[SELECTED PASSAGE]

Tuesday, March 26, 2013

Five simple tips to change your financial future

Money. It is an absolute necessity in life.

I was raised in a religious household where I was taught to never "put money on a pedestal." We did keep it off of the pedestal. In fact, we kept it out of the spotlight and discussion entirely. My parents never taught me how to be responsible with money and I was sent out into the world with limited financial knowledge. Even my whole college education was funded through student loans.

In my previous marriage, my ex husband did all of the finances and money was very important to him. It's all I ever remember him talking about. This conflicted with my childhood because it was such a "hush hush" topic in our household. This caused a deep conflict for me. As a result, I avoided money discussions in general. During my divorce, we split the money we had and I blew it all on partying, shopping, and having fun. I stopped paying my student loans and accumulated more debt.

I don't blame anyone for my bad choices, but I really do believe education is key. I realize that I did not make good choices, and now I am paying for it. That's okay! We all learn from our mistakes.

A year after I re-married, my husband and I are still working to dig out of a financial hole that we both created. Debt and lack of planning caused our current situation. While we have made some progress and our situation has improved, we still have a ways to go. We are learning a lot along the way.

In a way, I am thankful for this experience because it has taught me that you can always turn around even when your financial future looks bleak. It has made us stronger and more determined to ensure our children do not have a similar future.

I want to share a few tips that I wish someone had told me a long time ago. I believe these are life changing lessons that I know we plan to pass on to our children.

1. Money is not a "hush hush" topic. Growing up, it was rude to talk about money. All I ever knew is that my parents didn't have any. In this house, we openly talk about upcoming expenses and our budget. If one of the kids has a question about money, we will answer it. We are all in this together and honesty and transparency is key. I believe this should be the new wave of the future for all families.
2. "No" is not a bad word. When the kids ask for something we have not planned for, we will tell them "it's not in the budget." In other words - we tell them "no." On the flip side of that, we explain that if they save their own money or if we plan for something as a family, it may be a possible purchase later. It's not bad to tell your kids (or yourself) no when you don't have the money.
3. Debt is a BAD WORD.  When my parents sent me to college, I spent every year in the financial aid office signing on the dotted line for student loans. When I went to college, I signed up for credit cards and bought something "when I wanted it." As an adult, I used credit cards to pay for trips and clothes. We are now working very hard now to clean up this mess. Somedays it feels like we will never dig out of this hole, but with budgeting (see #5) and deciding not to accumulate more debt - I know it is possible that we will get there. You can't keep digging if you continue to throw dirt in the hole!
4. Spontaneity has a price tag. When I try hard to remember what I purchased with a credit card, I can never remember. It's possible that I made a purely emotional purchase or I was trying to "be spontaneous." There is a price tag associated with that each and every time. When you feel like a little "retail therapy" with a credit card, take the time to sit down and think about what is causing you to feel like this. It can prevent a big bill later.
5. Monthly budgets are mandatory. I didn't know how a budget worked until I sat down with my husband last year and walked through our first one. It wasn't as painful as I thought it was. We know where our dollars are going and even using a cash envelope system (Dave Ramsey style) to purchase items such as food, clothing, and holiday gifts. Budgets are simple and there are several resources available to start one.

I truly believe that if we teach these things to our children and practice each one ourselves, we can turn this economy around one family at a time. That is our goal and we plan to continue to work hard, dig out of this debt, and be a part of that change during the next few years.

Money is not a scary topic. It's a necessary one.

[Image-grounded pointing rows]

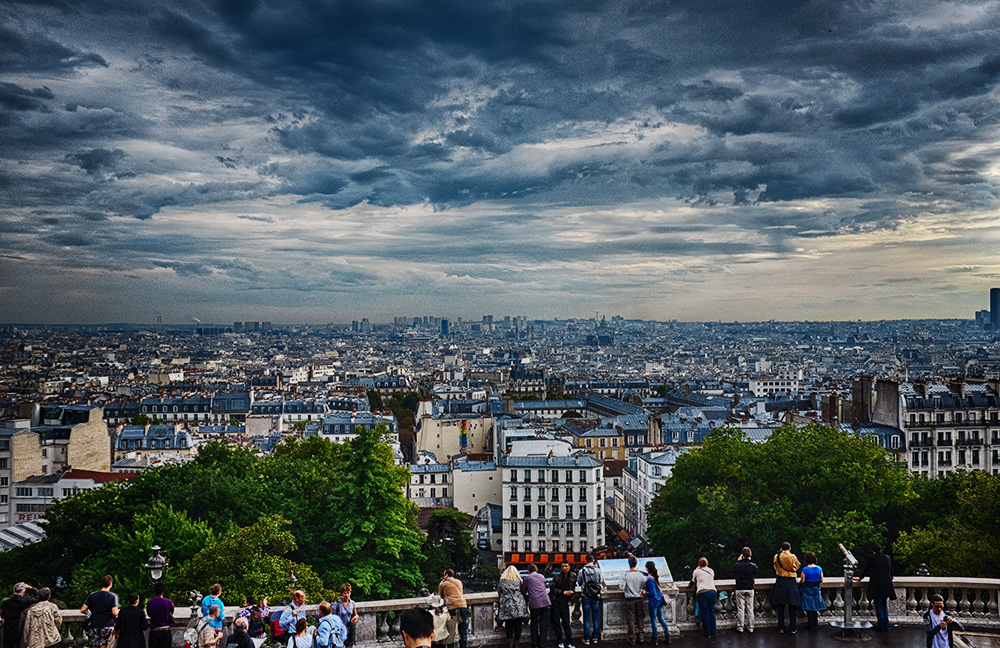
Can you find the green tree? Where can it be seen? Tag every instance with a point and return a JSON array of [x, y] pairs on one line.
[[813, 486], [962, 541], [250, 561], [376, 526], [448, 544]]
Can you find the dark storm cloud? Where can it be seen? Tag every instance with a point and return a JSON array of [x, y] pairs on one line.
[[33, 52], [767, 122]]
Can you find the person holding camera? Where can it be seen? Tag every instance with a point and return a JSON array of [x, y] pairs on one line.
[[938, 625]]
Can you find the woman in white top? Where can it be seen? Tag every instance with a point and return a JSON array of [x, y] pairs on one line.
[[703, 579]]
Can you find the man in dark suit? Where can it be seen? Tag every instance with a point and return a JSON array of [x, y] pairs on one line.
[[880, 589]]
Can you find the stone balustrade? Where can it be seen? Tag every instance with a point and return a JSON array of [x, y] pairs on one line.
[[974, 601]]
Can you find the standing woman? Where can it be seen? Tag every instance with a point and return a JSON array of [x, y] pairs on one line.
[[786, 591], [512, 609], [301, 638], [654, 596], [703, 579], [131, 624], [810, 579]]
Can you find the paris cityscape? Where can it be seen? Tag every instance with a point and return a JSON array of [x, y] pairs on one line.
[[306, 301]]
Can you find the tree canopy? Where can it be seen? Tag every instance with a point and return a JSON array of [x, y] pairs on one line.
[[813, 487], [333, 513]]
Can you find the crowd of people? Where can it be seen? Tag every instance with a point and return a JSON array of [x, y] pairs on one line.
[[32, 620]]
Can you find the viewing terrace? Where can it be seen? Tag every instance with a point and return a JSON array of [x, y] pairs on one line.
[[973, 601]]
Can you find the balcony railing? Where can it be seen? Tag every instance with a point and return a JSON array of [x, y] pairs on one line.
[[974, 601]]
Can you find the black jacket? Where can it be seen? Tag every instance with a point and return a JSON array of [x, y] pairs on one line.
[[562, 583], [879, 570], [744, 572]]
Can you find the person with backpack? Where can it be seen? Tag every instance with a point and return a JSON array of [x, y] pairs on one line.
[[346, 609], [745, 573], [208, 635], [330, 630], [255, 614], [103, 608], [654, 596], [561, 593], [591, 584]]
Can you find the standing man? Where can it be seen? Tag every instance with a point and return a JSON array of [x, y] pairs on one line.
[[786, 588], [330, 630], [291, 614], [10, 612], [453, 593], [745, 572], [213, 599], [161, 613], [103, 608], [539, 604], [347, 610], [560, 593], [417, 627], [632, 584], [209, 634], [880, 588], [938, 625], [591, 583]]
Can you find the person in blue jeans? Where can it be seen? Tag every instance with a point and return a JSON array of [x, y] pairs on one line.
[[703, 579], [591, 584], [655, 597]]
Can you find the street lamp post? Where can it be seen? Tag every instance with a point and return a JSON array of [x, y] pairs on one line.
[[156, 565]]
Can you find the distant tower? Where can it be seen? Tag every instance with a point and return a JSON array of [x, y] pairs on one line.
[[995, 309]]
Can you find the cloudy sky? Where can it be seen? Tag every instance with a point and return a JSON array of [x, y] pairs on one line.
[[326, 160]]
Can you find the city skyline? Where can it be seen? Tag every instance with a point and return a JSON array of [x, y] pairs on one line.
[[696, 161]]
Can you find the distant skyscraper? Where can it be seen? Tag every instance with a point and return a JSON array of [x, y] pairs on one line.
[[995, 308]]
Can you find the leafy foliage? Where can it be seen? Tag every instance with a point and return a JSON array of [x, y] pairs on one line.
[[813, 486], [349, 522], [250, 561], [448, 544], [965, 541]]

[WHAT YOU WILL DO]
**A)** Rewrite the post on money tips starting with "I want to share" and going on through "for all families.", changing "transparency" to "openness".
**B)** Decide whether each statement agrees with the post on money tips. Answer yes or no, and quote the words that settle it.
(i) The writer's college education was paid for with student loans.
(ii) The writer first went through a budget with the husband two years ago.
(iii) The family uses a cash envelope system to buy items such as food, clothing, and holiday gifts.
These rows were drawn from a different source than the post on money tips.

[RESPONSES TO THE TASKS]
**A)**
I want to share a few tips that I wish someone had told me a long time ago. I believe these are life changing lessons that I know we plan to pass on to our children.

1. Money is not a "hush hush" topic. Growing up, it was rude to talk about money. All I ever knew is that my parents didn't have any. In this house, we openly talk about upcoming expenses and our budget. If one of the kids has a question about money, we will answer it. We are all in this together and honesty and openness is key. I believe this should be the new wave of the future for all families.

**B)**
(i) Yes: "Even my whole college education was funded through student loans."
(ii) No: "I didn't know how a budget worked until I sat down with my husband last year and walked through our first one."
(iii) Yes: "even using a cash envelope system (Dave Ramsey style) to purchase items such as food, clothing, and holiday gifts."